Keep Inventory

Managing inventory is an important task in many businesses. Inventory comprises the total amount of finished goods and materials on hand and the process of counting them. Many companies do periodic inventory checks to ensure that they will not run out of popular items, while others match the total amount of goods ordered with the physical count. If this process results in an overage or shortage, it will alert you to a problem, such as incorrect inventory tracking or possible theft.

Steps

Setting Up Stock Levels

  1. Know the four categories of inventory. Your inventory consists of everything you use to run your business and to provide your service or produce your products. Inventory can be broken down into four categories. The type of inventory determines how much of it you should keep on hand.[1]
    • Raw materials and components are items that you use to produce products.
    • Work in progress is your stock of goods that are in the midst of production. They are unfinished.
    • Finished goods are your finished products that are ready to be sold.
    • Consumables are materials you use to run your business, such as office supplies or fuel.
  2. Understand the advantages and disadvantages of holding on to inventory. You can choose to keep small amounts of stock on hand and have it delivered as you need it. Alternatively, you can choose to keep a lot of stock on hand and store what you are not using currently. Each method has advantages and disadvantages.[1]
    • Keeping little or no stock on hand saves you money in storage costs and allows you to always use the most up-to-date components. However, you must have reliable suppliers, and you also run the risk of running out of materials in the midst of production. This also means your costs are related to the latest prices, since every purchase reflects the current price and the purchased inventory is quickly used up.
    • Keeping a lot of stock on hand means you may be able to save money by buying materials in bulk, and you never have to worry about running out of materials. However, you may have to pay for storage, and items may expire or become outdated before you can use them. You also assume a price risk if purchases go down in price versus the price of your inventory (but make gain if prices rise).

Coordinate annotation records
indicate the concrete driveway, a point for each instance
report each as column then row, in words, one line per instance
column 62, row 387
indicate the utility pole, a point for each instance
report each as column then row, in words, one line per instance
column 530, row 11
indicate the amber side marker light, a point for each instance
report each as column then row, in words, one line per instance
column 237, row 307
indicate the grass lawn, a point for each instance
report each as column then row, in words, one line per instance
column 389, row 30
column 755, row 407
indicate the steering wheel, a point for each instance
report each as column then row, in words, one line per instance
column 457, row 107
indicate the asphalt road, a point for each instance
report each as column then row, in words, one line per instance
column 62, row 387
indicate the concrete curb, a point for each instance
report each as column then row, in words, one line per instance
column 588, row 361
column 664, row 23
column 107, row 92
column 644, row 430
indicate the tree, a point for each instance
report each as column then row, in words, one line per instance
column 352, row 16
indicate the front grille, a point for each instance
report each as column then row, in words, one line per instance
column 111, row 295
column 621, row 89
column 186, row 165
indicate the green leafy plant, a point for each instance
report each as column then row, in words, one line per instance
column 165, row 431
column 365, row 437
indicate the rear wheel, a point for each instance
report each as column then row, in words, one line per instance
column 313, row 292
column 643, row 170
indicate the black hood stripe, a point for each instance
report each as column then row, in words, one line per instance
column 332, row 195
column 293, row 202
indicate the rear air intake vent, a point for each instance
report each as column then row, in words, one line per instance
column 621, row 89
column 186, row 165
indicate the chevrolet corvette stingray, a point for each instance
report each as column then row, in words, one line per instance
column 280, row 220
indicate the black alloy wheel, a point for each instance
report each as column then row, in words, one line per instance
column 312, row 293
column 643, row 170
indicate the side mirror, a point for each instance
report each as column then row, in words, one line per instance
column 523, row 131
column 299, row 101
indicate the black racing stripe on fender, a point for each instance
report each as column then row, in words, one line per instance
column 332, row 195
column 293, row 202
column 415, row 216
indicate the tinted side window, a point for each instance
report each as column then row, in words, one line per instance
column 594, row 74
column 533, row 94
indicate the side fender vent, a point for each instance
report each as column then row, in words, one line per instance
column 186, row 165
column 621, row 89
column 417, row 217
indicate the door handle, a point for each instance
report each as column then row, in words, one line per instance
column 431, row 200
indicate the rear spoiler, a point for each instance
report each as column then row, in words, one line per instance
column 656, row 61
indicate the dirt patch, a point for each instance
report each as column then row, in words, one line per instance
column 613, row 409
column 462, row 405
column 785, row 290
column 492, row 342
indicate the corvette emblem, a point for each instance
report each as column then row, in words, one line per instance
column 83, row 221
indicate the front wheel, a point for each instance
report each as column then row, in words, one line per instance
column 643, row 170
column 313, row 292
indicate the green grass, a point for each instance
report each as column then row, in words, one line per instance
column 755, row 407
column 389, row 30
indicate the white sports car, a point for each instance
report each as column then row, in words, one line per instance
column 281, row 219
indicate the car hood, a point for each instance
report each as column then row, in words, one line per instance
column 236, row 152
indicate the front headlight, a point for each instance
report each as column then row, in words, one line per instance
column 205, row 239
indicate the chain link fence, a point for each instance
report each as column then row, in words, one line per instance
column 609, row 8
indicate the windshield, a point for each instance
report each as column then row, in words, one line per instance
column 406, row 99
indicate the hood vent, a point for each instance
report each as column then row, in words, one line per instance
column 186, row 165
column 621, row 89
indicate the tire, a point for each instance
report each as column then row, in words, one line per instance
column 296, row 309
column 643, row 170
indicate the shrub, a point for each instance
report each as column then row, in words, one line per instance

--- Tasks to carry out ---
a. In the inventory text, what kind of problem can an overage or shortage from the counting process reveal?
b. Please list the four categories of inventory named in the inventory text.

--- Responses to the exercise ---
a. It can reveal a problem such as incorrect inventory tracking or possible theft.

b. Raw materials and components; work in progress; finished goods; consumables